Can you extract, word for word, the stretch of entries from the line containing "Mark the white ceiling." through the line containing "213, 211, 418, 303", both included, and leave the pictures out of your answer?

## START Exercise input

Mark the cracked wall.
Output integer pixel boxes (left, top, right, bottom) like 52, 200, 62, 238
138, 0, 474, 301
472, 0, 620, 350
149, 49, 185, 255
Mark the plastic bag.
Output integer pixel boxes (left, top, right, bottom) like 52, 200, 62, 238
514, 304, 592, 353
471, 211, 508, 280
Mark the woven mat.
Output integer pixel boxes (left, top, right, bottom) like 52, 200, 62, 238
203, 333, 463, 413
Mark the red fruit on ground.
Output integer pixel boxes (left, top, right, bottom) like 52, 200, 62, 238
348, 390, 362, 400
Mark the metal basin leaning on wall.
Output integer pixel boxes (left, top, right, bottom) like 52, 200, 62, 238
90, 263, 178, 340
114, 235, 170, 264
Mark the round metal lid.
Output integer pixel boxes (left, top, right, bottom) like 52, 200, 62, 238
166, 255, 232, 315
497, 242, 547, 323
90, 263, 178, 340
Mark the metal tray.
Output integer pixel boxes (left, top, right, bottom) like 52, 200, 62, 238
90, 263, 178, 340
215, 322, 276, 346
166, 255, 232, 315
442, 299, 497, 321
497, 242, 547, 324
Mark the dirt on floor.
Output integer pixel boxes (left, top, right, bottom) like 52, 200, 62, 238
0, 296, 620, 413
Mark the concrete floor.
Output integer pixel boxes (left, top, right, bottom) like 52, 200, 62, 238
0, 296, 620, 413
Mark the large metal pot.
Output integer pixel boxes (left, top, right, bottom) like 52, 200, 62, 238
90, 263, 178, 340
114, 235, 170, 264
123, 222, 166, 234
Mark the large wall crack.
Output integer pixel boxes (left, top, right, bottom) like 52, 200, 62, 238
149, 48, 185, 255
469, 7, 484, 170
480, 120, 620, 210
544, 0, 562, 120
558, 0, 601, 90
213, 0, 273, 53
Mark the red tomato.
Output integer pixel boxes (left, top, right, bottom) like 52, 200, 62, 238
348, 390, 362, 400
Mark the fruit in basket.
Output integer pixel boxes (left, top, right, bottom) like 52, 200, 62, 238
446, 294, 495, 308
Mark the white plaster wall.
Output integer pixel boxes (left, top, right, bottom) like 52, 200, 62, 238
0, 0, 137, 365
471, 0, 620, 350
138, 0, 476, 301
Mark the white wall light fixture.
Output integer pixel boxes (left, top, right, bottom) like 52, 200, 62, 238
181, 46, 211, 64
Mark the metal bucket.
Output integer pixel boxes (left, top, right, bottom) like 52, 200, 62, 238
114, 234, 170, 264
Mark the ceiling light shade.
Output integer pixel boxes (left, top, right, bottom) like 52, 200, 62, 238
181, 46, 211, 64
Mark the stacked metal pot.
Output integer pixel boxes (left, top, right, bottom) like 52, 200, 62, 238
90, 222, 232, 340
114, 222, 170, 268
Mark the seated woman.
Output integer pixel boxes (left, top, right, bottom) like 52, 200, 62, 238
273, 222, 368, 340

## END Exercise input
## START Exercise input

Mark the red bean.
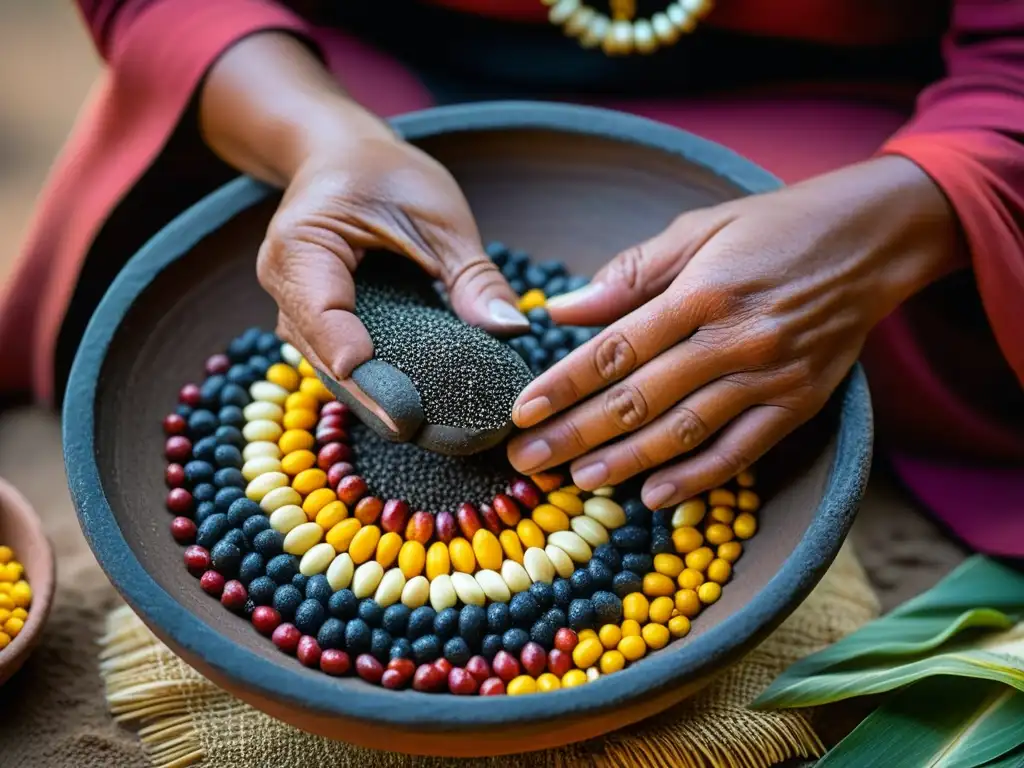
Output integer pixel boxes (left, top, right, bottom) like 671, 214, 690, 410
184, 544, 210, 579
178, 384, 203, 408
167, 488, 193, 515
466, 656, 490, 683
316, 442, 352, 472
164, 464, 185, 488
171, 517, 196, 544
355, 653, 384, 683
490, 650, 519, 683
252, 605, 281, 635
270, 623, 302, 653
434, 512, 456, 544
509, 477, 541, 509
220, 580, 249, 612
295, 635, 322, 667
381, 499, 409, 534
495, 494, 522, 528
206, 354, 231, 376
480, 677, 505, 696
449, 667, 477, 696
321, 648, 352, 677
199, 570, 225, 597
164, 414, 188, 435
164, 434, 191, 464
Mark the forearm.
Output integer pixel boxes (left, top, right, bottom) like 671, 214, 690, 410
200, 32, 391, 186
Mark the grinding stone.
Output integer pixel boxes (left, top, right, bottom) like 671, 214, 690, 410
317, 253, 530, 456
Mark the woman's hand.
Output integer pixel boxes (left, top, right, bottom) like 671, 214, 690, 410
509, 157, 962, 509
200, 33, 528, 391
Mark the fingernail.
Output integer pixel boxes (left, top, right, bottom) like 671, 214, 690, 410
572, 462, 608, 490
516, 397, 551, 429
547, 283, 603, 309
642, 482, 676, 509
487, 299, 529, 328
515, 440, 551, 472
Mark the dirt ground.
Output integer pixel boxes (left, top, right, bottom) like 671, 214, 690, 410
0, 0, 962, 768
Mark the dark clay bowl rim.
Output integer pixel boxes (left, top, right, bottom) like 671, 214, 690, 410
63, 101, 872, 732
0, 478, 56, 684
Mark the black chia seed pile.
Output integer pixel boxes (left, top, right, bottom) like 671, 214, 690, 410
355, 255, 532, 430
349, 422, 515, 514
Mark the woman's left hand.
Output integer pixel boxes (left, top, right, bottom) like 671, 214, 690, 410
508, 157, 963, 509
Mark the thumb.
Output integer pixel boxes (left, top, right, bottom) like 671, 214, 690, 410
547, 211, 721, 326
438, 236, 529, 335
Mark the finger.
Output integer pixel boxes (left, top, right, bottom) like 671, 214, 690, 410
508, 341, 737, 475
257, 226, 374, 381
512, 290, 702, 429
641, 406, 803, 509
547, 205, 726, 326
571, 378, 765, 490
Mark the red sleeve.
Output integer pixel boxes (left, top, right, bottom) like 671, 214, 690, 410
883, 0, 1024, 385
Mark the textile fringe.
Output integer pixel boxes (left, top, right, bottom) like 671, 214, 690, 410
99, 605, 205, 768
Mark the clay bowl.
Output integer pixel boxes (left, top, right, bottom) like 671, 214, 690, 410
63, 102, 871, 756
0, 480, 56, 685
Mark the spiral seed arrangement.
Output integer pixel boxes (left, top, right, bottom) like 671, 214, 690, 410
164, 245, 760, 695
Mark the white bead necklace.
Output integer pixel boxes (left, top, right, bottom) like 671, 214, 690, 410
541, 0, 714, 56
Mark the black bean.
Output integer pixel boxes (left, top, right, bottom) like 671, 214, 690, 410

## END Exercise input
## START Exercise input

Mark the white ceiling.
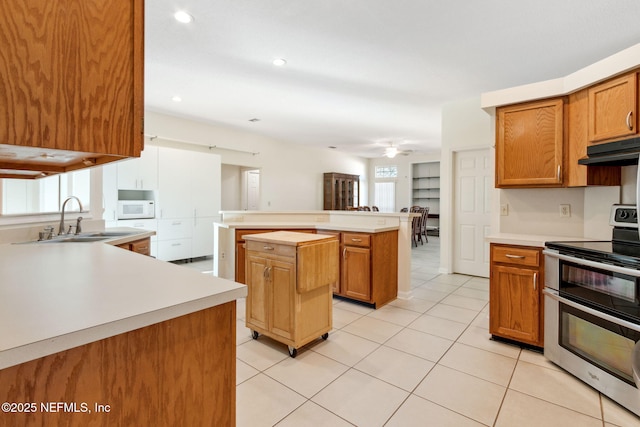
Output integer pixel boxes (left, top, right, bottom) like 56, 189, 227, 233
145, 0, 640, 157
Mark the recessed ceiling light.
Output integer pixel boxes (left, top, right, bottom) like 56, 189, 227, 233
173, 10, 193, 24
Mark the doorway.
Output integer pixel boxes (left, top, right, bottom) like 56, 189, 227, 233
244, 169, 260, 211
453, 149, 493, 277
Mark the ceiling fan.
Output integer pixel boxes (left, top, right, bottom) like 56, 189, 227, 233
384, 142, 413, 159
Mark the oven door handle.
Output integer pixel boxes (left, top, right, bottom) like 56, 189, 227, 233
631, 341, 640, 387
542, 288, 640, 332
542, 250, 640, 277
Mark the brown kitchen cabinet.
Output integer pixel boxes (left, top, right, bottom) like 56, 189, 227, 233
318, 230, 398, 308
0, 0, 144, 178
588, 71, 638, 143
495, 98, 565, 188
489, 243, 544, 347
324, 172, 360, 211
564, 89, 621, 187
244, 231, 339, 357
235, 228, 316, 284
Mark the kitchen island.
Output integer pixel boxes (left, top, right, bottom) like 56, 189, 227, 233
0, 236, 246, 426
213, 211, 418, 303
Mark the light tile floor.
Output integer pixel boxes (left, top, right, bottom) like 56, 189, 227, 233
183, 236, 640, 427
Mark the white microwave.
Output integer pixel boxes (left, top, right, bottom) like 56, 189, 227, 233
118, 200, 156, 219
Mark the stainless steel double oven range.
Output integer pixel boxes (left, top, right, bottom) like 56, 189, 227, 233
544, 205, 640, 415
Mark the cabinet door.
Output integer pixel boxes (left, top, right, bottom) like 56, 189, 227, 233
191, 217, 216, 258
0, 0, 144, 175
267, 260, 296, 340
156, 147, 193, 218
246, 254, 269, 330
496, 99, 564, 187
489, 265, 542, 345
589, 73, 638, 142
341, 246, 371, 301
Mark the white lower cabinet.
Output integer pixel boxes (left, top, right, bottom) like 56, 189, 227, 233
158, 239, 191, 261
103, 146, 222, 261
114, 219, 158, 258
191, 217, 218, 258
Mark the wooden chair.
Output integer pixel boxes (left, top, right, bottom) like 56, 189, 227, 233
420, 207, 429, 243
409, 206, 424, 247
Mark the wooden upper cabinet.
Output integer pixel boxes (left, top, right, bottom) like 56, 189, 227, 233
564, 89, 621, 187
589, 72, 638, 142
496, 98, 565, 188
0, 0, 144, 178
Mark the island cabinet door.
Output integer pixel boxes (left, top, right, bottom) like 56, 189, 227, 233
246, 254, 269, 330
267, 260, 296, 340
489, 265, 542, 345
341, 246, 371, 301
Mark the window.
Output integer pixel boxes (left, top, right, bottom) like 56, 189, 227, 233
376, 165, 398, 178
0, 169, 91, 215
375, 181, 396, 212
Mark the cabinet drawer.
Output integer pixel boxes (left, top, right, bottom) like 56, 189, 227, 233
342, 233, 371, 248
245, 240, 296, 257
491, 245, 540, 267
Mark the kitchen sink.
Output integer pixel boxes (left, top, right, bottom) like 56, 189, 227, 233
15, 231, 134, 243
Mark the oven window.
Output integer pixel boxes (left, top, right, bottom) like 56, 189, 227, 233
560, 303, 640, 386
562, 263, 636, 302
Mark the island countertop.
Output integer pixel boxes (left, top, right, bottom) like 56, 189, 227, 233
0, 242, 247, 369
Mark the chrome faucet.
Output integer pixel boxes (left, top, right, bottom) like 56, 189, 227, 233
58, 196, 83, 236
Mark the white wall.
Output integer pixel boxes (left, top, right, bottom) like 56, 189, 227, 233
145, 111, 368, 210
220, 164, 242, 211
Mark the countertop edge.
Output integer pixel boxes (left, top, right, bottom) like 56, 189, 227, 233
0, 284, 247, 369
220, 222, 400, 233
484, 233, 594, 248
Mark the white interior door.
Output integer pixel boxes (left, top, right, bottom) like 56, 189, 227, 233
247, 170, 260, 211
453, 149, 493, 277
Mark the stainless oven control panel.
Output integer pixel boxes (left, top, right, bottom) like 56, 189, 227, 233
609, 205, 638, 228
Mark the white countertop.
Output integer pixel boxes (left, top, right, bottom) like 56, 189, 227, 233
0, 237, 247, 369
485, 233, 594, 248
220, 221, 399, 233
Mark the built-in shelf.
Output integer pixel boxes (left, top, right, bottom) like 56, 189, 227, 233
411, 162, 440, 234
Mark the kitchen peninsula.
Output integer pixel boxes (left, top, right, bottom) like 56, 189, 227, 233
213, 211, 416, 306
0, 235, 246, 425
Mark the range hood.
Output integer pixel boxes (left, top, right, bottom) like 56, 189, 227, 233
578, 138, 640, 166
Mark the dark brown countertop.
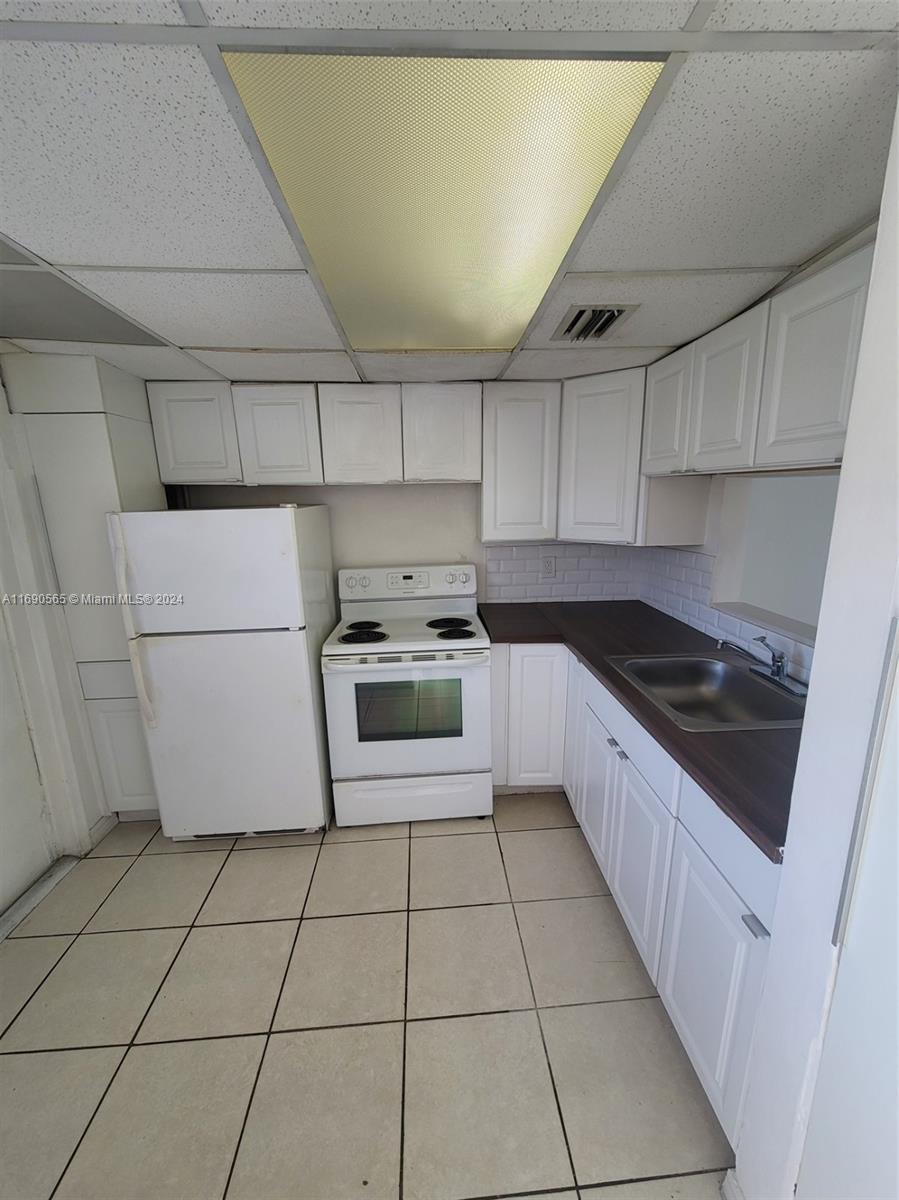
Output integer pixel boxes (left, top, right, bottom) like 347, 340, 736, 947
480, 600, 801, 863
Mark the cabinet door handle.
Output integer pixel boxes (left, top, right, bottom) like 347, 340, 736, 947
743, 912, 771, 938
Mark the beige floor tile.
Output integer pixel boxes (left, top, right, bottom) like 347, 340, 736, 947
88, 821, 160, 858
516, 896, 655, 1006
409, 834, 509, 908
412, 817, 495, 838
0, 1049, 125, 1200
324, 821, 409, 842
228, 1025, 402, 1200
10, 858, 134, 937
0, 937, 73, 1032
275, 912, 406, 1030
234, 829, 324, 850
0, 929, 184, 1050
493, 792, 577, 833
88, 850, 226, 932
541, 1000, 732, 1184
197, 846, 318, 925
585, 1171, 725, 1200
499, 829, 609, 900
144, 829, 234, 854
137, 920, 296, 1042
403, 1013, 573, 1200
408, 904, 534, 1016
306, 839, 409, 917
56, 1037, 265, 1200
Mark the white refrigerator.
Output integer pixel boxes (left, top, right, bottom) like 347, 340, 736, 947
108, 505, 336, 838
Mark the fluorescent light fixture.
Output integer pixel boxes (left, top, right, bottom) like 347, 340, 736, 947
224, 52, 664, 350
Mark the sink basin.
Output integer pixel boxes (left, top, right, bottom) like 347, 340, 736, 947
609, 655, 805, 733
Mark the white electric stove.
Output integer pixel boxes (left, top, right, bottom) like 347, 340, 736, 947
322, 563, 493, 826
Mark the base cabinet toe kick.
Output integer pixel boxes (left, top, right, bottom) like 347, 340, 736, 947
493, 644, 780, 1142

## END Exercise input

Output –
Mark the white ceiling.
Output integer pixel boxes (left, top, right, bottom) like 56, 189, 227, 233
145, 0, 640, 157
Mark the recessed ceiling light.
Output integer pixel boxes (left, top, right, bottom) like 56, 189, 227, 233
173, 10, 193, 24
Mark the doorway.
Output integer pixel boxes (left, top, right, bottom) like 56, 189, 227, 233
244, 169, 260, 211
453, 149, 493, 277
Mark the ceiling fan.
Output integer pixel boxes (left, top, right, bottom) like 56, 189, 227, 233
384, 142, 413, 159
Mark the oven door handle.
Output integer pixel boxes (left, top, right, bottom) like 56, 189, 227, 233
631, 341, 640, 387
542, 288, 640, 332
542, 250, 640, 277
Mark the brown kitchen cabinet.
Output integer pixel boxes (left, top, right, bottom) like 56, 189, 227, 233
318, 230, 398, 308
0, 0, 144, 178
588, 71, 638, 143
495, 98, 565, 188
489, 243, 544, 347
324, 172, 360, 211
564, 89, 621, 187
244, 231, 339, 357
235, 228, 316, 284
Mark the kitchen island.
Output integer pixel boxes (left, top, right, bottom) like 56, 189, 227, 233
0, 236, 246, 426
213, 211, 418, 303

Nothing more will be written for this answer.